*** STORED RECORDS ***
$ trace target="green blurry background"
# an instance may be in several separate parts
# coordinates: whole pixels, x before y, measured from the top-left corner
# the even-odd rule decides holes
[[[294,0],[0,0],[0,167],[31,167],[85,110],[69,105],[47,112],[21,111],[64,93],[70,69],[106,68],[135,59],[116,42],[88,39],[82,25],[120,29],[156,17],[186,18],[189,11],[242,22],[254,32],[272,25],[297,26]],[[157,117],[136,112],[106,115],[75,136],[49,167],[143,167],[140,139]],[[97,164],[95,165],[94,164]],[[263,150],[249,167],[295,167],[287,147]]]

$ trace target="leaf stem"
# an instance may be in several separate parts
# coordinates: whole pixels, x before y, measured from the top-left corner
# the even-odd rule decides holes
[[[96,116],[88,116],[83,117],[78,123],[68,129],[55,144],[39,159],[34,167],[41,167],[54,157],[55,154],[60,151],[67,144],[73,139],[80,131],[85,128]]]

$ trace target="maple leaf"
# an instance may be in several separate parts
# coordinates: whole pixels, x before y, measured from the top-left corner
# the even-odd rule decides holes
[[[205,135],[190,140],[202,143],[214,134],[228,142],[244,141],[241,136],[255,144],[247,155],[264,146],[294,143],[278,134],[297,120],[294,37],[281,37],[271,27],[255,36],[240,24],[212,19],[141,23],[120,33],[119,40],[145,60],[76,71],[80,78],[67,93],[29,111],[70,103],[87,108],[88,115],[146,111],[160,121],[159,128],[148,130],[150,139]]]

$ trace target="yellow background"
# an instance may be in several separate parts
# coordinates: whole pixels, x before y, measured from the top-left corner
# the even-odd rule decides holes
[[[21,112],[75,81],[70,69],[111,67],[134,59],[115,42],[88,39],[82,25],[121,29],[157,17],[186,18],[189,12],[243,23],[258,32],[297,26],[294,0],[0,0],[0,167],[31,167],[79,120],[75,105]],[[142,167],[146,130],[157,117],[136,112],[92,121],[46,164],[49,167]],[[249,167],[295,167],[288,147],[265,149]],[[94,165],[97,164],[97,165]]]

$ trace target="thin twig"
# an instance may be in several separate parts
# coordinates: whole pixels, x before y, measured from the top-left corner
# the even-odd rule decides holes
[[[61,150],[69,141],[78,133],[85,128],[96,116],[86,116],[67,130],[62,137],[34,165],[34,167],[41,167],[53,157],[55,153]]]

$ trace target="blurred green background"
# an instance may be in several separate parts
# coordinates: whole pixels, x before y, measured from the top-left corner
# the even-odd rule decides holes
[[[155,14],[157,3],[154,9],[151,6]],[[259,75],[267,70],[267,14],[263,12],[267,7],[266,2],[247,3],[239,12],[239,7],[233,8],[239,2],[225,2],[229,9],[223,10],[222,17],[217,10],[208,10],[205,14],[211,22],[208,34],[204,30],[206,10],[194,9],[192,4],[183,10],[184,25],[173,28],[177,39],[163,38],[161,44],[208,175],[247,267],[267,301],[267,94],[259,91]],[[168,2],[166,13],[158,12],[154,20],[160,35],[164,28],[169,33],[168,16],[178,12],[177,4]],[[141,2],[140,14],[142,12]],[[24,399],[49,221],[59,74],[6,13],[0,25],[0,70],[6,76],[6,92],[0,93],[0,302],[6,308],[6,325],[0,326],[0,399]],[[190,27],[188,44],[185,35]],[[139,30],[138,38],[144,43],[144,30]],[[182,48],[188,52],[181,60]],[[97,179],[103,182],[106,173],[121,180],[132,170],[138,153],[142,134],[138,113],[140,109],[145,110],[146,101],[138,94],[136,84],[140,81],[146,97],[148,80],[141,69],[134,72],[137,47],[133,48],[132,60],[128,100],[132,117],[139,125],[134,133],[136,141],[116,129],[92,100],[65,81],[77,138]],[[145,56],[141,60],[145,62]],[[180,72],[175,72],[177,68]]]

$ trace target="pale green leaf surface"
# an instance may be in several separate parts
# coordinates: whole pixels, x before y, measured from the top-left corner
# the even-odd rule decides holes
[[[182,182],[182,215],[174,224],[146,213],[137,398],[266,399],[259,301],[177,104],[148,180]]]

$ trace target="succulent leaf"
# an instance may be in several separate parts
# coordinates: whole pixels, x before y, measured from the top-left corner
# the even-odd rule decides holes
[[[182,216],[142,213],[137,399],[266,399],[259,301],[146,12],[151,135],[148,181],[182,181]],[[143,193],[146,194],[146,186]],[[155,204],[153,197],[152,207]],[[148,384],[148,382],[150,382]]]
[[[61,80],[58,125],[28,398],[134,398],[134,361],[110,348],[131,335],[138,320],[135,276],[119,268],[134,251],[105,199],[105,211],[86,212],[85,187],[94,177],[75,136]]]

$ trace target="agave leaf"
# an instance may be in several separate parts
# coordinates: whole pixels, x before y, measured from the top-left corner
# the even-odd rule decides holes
***
(TASK DESCRIPTION): Please gather every line above that contains the string "trace" and copy each one out in full. Case counts.

(WRITTEN SOLUTION):
$ trace target="green blurry background"
$ trace target="leaf stem"
$ trace target="maple leaf"
$ trace target="yellow background"
$ trace target="thin twig"
$ trace target="blurred green background"
$ trace target="pale green leaf surface"
$ trace target="succulent leaf"
$ trace target="agave leaf"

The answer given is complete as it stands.